Record excerpts:
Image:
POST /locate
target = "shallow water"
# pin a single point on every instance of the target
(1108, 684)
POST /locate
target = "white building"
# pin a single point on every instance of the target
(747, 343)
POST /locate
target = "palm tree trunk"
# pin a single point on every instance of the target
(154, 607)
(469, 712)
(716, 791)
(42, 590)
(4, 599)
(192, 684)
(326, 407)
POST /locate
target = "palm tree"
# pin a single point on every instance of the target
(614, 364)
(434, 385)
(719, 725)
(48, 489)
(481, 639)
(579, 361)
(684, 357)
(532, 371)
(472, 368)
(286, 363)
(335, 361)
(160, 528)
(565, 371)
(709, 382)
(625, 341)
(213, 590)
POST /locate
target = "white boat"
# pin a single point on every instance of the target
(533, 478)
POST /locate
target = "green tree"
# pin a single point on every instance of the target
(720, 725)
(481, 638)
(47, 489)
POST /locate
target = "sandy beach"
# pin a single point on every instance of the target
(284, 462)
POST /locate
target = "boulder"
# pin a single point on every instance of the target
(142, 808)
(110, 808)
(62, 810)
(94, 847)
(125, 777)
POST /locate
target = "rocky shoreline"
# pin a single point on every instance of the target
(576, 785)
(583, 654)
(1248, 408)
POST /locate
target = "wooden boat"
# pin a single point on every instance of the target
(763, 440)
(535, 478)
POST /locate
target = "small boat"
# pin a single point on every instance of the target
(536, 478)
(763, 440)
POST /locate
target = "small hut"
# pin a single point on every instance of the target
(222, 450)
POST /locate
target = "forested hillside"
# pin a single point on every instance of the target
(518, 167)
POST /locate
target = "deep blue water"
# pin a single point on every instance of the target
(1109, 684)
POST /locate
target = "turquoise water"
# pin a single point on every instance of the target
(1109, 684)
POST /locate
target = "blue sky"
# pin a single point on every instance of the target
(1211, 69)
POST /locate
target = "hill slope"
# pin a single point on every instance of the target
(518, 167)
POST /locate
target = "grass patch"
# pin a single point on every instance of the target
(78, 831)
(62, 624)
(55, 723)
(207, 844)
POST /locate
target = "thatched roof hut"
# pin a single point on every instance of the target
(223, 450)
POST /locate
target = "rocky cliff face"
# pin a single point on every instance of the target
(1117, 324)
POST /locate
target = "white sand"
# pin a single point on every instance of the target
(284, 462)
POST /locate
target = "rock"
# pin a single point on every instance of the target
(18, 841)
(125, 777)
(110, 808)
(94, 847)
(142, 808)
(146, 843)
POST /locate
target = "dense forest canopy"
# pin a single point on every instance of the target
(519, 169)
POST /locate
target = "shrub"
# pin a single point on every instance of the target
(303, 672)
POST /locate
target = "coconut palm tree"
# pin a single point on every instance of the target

What is required: Restate the material word for word, leaving nothing out.

Reply:
Image:
POST /locate
target = "shallow water"
# pin a single point on every instance of the target
(1108, 684)
POST /locate
target = "white building"
# pin a single point on every instance of the target
(747, 343)
POST /locate
target = "palm tree trunk"
# pin a single point on every instance of the target
(154, 607)
(469, 712)
(716, 791)
(42, 590)
(4, 599)
(192, 684)
(326, 407)
POST /locate
target = "palm tree"
# pin a single point on every instance of the target
(614, 364)
(434, 385)
(719, 725)
(48, 489)
(481, 639)
(579, 361)
(684, 357)
(532, 371)
(472, 368)
(286, 363)
(335, 361)
(160, 528)
(565, 371)
(709, 382)
(625, 341)
(213, 590)
POST /locate
target = "white boat"
# pin a single point on every instance of the target
(533, 478)
POST /locate
target = "green tree"
# pin a single point on every instance of the target
(720, 725)
(481, 638)
(47, 489)
POST /locate
target = "sandy beach"
# pin a single point on every instance of the target
(284, 462)
POST /locate
target = "boulder"
# pin a single point on every instance of the target
(142, 808)
(110, 808)
(62, 810)
(94, 847)
(125, 777)
POST /locate
target = "rocky shoreline"
# pin a single point on every instance of the target
(576, 785)
(583, 654)
(1248, 408)
POST /locate
target = "wooden boat"
# pin a single point on every instance of the target
(763, 440)
(535, 478)
POST /locate
target = "small boat"
# pin a single point on every instance of the target
(536, 478)
(763, 440)
POST /locate
target = "small hut"
# pin a single point on every instance of the target
(222, 450)
POST /locate
target = "forested hillside"
# pin a single point on every instance of the target
(518, 167)
POST /locate
target = "deep blue water"
# pin a single point on every instance of the target
(1109, 684)
POST /locate
target = "turquoise water"
# pin a single point on every instance of the target
(1109, 684)
POST /locate
target = "blue sky"
# pin a single point on every instance of the target
(1211, 69)
POST /locate
target = "hill slope"
# pin a single point on every instance of the target
(518, 167)
POST /locate
target = "grass patch"
# pin a single point on every instance of the target
(78, 831)
(62, 624)
(55, 723)
(207, 844)
POST /locate
target = "thatched roof hut"
# pin a single point on every instance of the target
(223, 450)
POST /locate
target = "rocky cliff face"
# pin a single point on every instance of the target
(1117, 324)
POST /locate
target = "white sand"
# pin a single point on every instance of the target
(284, 462)
POST /locate
target = "rock"
# pin a single point on every instance of the target
(18, 841)
(125, 777)
(110, 808)
(94, 847)
(142, 808)
(146, 843)
POST /locate
target = "dense forest canopy"
# pin a single point on every instance of the target
(519, 169)
POST /locate
target = "shrub"
# pin a single point on every instance of the target
(303, 672)
POST /locate
target = "coconut palm tree"
# pin a single point on every instance of the target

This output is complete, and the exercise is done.